Tout commence dans les champs de coton par la folie de la mère et la mort du père de Cecil Gaines. Il ne reste que la fuite pour embrasser une nouvelle destinée. C’est un vieil homme qui lui apprend par l’éducation à devenir plus grand que la misère. Il se retrouve un beau jour aux portes de la Maison Blanche pour entrer au service de sept présidents. Il voit défiler entre autres, John Kennedy, Nixon, Johnson, Ford, Carter, Reagan. Cecil peut enfin savourer les joies de la vie ordinaire, épouser Gloria, avoir un fils et imaginer l’avenir. Hélas, la tempête gronde. Les relations entre son fils, impliqué sur plusieurs années dans les mouvements des Droits civiques, de la non-violence à Martin Luther King en passant par les Black Panthers, creusent un fossé entre les deux hommes. Après la tempête vient le beau temps, ils se réconcilieront et assisteront à l’élection d’Obama.
À travers Cecil Gaines, majordome de la Maison Blanche sous plusieurs présidents, Lee Daniels, dans un film plus proche du cinéma indépendant et de Precious, brosse le portrait de l’histoire de l’émancipation et des droits civiques du peuple afro-américain. Forest Whitaker donne toute la force et la profondeur d’un homme venu des portes de l’enfer pour entrer dans la lumière. Oprah Winfrey lui oppose une femme blessée, avec un mari plus préoccupé par le service que par son fils. Nous retrouvons la thématique chère à Lee Daniels, l’ascension par le savoir, comme pour Precious. En seconde partie, nous pourrions retenir que la non-violence est plus forte que les armes.
Pour aboutir à ce constat, l’histoire emprunte deux voies parallèles, celle de Cécil Gaines le majordome, et de son fils Louis, militant contre la ségrégation. C’est donc une histoire de la condition des Afro-Américains des années 1920 jusqu'à l’élection d’Obama. Pour ce faire, les scénaristes trouvent une matière de prédilection avec l’histoire d'Eugene Allen, 89 ans. Il sert huit présidents des années 50 jusqu'aux années 80. La petite histoire trouve un écho à une partie de la grande histoire. Plus que le regard sur les faits marquants de ces sept présidents, d’Eisenhower à Reagan, Lee Daniels s’attarde à tracer la longue quête de l’émancipation du peuple noir américain. Le début du film peut donc être vu comme un prologue où le jeune Cecil se retrouve confronté à la fin de l’esclavage dans les années 1920. La fin de la guerre de Sécession ne marque pas forcément la fin de la condition des Afro-Américains. Le père du jeune Cecil est peut-être libre dans les faits, mais le patron de la plantation a toujours droit de vie et de mort sur sa famille.

Consignes -
1. D'après la critique, répondez à ces questions :
(a) Quel est le prénom de l'épouse de Cecil Gaines ?
(b) Quel est le prénom du fils de Cecil Gaines ?
(c) De quel homme l'histoire inspire-t-elle les scénaristes, et quel âge a-t-il ?
2. Veuillez recopier tel quel le passage de la critique qui va de « Tout commence dans » jusqu'à « assisteront à l’élection d’Obama. ».
Ces enregistrements ne servent à rien ici.

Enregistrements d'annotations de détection
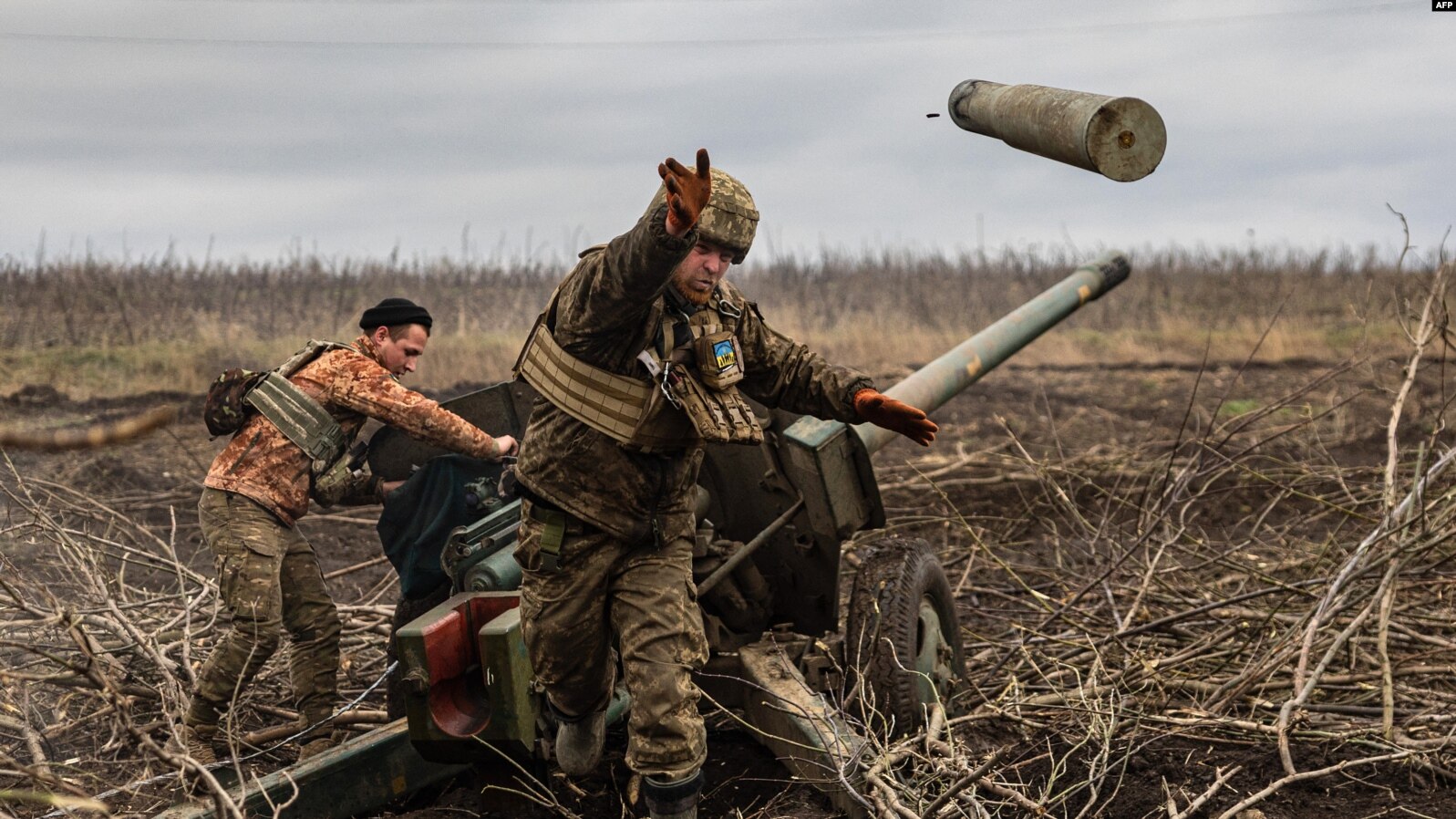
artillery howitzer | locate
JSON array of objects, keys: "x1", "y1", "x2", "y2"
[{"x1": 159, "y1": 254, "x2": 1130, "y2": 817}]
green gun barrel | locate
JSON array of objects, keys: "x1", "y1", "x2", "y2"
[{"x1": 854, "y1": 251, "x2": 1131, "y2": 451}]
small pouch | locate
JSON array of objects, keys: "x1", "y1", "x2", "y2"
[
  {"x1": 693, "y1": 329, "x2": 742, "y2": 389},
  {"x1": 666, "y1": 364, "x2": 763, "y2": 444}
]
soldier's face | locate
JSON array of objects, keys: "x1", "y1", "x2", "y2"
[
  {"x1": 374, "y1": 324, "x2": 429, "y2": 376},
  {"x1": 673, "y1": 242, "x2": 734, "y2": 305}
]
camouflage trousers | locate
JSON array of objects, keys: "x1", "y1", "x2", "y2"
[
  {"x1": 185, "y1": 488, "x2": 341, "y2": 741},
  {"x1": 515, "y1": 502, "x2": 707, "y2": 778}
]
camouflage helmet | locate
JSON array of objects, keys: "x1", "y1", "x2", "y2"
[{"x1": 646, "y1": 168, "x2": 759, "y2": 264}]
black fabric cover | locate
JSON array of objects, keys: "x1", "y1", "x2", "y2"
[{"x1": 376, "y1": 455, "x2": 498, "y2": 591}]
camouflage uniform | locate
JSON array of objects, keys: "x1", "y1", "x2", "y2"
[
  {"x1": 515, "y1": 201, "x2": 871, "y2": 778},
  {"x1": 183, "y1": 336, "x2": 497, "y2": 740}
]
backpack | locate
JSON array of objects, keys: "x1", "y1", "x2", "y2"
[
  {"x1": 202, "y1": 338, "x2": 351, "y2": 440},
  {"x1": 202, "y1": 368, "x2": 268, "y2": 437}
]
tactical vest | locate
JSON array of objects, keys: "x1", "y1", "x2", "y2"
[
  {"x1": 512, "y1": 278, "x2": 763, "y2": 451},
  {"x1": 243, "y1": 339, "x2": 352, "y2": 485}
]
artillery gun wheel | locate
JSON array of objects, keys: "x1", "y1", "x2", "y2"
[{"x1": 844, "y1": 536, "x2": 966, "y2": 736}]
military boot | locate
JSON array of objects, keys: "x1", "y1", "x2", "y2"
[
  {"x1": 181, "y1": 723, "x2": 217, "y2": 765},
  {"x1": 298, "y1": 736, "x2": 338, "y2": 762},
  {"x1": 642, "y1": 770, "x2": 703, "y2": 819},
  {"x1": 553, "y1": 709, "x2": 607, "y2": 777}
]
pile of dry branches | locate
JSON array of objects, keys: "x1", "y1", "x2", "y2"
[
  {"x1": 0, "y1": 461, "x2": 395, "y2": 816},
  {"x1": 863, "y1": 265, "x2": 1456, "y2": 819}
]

--

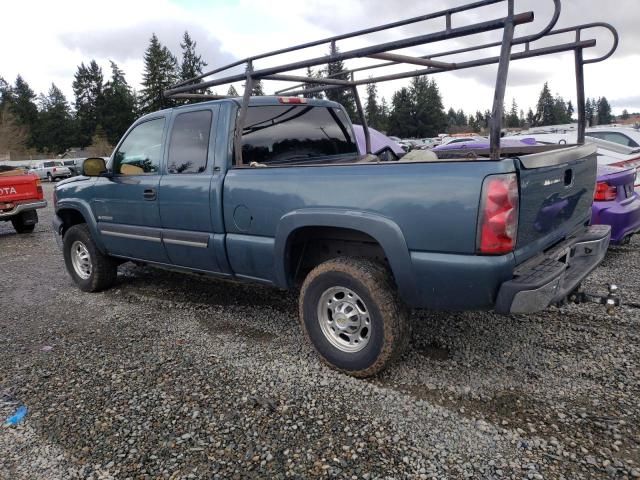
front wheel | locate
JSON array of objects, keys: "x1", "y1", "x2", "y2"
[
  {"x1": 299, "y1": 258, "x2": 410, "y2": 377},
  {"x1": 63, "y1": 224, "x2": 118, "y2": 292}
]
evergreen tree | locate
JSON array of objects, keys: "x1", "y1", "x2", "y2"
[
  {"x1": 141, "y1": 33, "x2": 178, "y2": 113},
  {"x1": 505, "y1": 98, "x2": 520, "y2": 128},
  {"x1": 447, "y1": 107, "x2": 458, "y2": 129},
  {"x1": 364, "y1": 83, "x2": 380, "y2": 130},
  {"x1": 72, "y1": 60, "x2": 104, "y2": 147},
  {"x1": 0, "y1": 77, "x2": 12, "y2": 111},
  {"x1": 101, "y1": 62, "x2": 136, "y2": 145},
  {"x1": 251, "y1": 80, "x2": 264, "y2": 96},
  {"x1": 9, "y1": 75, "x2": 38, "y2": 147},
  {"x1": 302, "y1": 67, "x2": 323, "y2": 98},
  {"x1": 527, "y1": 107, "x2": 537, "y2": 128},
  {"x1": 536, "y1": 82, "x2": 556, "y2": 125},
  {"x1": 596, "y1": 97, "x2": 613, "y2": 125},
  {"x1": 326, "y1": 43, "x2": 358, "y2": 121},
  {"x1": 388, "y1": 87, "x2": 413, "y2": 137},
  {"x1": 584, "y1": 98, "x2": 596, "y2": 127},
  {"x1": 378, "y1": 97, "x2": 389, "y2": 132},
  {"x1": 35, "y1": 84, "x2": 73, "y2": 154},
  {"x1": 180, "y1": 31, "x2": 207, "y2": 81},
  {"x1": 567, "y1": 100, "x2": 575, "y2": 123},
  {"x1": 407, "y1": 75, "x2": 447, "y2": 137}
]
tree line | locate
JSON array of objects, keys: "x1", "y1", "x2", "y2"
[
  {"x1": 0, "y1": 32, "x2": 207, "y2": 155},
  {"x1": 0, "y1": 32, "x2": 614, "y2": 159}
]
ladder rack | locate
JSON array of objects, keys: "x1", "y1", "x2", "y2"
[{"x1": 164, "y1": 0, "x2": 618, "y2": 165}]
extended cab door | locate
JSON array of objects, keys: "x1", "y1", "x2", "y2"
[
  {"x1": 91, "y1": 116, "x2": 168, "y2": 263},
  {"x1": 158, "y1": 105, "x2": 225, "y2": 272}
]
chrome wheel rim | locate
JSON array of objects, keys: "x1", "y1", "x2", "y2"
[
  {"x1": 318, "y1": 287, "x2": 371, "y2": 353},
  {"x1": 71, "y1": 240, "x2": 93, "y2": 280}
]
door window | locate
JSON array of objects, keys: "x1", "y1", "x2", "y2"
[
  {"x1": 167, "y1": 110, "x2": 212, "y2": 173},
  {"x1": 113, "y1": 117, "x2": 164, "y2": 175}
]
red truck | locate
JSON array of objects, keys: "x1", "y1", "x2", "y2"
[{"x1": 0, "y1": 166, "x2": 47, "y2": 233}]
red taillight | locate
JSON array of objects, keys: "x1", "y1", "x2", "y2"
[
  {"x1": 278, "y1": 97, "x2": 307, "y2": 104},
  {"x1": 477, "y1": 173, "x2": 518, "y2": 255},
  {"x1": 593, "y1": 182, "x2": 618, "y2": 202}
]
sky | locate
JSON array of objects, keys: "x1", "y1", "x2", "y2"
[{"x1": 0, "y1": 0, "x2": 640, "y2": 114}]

Réponses -
1.
(a) Gloria.
(b) Louis.
(c) Eugene Allen, 89 ans.

2.
Tout commence dans les champs de coton par la folie de la mère et la mort du père de Cecil Gaines. Il ne reste que la fuite pour embrasser une nouvelle destinée. C’est un vieil homme qui lui apprend par l’éducation à devenir plus grand que la misère. Il se retrouve un beau jour aux portes de la Maison Blanche pour entrer au service de sept présidents. Il voit défiler entre autres, John Kennedy, Nixon, Johnson, Ford, Carter, Reagan. Cecil peut enfin savourer les joies de la vie ordinaire, épouser Gloria, avoir un fils et imaginer l’avenir. Hélas, la tempête gronde. Les relations entre son fils, impliqué sur plusieurs années dans les mouvements des Droits civiques, de la non-violence à Martin Luther King en passant par les Black Panthers, creusent un fossé entre les deux hommes. Après la tempête vient le beau temps, ils se réconcilieront et assisteront à l’élection d’Obama.